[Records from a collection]
--- START ---
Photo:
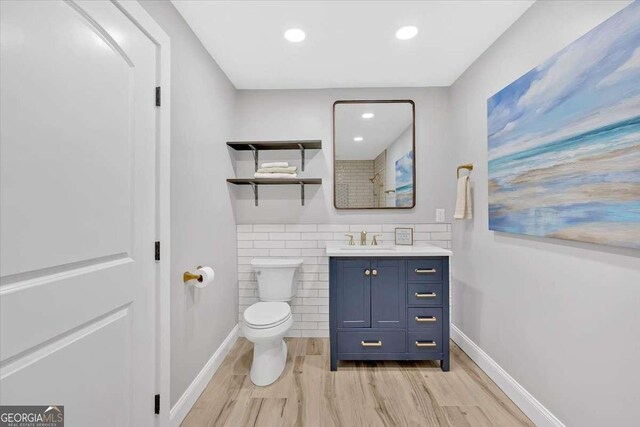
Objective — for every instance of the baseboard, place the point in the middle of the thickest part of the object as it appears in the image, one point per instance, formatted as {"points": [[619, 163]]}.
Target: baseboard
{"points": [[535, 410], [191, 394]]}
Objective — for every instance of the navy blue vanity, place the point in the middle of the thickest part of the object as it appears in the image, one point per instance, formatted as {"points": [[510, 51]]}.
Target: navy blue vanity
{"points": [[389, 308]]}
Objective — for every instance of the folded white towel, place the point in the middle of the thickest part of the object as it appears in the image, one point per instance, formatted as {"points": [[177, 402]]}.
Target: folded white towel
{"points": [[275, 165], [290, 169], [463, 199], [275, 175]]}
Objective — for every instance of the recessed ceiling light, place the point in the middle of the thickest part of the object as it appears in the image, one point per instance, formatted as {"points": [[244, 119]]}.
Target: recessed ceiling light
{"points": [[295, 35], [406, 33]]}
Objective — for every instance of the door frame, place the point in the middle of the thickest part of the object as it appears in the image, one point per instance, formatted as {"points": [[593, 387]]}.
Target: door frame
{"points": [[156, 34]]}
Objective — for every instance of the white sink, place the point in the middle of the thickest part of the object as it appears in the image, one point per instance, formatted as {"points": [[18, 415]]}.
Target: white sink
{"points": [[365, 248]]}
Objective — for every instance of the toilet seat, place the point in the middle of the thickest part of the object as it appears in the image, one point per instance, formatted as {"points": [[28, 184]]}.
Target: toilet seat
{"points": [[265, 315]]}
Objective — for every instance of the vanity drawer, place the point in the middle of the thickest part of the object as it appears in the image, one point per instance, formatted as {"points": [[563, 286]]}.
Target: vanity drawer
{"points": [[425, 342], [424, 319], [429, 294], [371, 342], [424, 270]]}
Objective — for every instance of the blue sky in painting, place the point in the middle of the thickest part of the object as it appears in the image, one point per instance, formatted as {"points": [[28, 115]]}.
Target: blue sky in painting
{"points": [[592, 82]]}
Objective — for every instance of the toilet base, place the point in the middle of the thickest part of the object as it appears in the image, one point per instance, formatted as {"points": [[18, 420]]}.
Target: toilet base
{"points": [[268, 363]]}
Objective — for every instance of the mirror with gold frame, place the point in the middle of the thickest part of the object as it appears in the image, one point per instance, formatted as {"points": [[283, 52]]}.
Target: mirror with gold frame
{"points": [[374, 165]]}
--- END ---
--- START ---
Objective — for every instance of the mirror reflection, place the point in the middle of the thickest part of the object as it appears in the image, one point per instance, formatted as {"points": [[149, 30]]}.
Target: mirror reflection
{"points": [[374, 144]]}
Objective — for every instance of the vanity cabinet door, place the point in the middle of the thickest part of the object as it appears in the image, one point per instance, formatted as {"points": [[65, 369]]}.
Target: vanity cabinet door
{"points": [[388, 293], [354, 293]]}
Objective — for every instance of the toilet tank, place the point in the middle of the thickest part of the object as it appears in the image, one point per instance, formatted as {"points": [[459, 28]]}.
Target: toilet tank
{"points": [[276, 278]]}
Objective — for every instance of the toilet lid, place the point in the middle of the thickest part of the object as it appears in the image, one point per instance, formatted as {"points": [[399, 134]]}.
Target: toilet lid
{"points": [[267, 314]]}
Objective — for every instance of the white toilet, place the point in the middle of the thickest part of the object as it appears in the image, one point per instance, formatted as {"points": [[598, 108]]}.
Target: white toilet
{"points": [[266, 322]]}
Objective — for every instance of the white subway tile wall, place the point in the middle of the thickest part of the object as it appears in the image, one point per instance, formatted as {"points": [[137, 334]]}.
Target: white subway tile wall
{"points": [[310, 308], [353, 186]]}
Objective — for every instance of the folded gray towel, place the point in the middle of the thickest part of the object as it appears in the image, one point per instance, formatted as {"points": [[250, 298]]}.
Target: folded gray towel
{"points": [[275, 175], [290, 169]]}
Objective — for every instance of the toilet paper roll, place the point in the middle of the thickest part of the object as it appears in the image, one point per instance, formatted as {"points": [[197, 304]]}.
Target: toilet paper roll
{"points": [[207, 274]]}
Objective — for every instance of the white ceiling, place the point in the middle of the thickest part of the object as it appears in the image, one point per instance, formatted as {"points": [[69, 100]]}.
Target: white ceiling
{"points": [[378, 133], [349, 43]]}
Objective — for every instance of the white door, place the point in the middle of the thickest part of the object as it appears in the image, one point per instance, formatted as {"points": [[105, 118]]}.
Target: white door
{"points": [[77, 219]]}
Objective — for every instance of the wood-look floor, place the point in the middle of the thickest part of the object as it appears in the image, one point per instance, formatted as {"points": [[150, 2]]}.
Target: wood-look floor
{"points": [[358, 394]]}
--- END ---
> [Your assignment] Copy out only the lines of the records above from the one with "Objective — for every instance of the white toilet, place" through the one with "Objective — for every instance of the toilet paper", exactly as they stand, both included.

> [Answer section]
Objective — for every instance of the white toilet, place the point in the middle of the thickest part of the object as it appears in the image, one point per instance, formatted as {"points": [[598, 108]]}.
Target: white toilet
{"points": [[266, 322]]}
Objective — for every instance of the white subway tile wall, place the point in the middle of the thickest part of the object as it appears in the image, one point per instance, formatted as {"points": [[137, 334]]}.
Target: white subway tile wall
{"points": [[310, 308], [353, 186]]}
Objective — for every instance of the folded gray towel, place the point in the middle of the thickest part of the object as it appears in the image, one point per instance, formatted as {"points": [[250, 298]]}.
Target: folded gray towel
{"points": [[275, 175], [290, 169]]}
Objective — for every instance of the toilet paper roll, place the point in the middle of the thickest part of the object as it appears in the image, one point per instance, formatted as {"points": [[197, 304]]}.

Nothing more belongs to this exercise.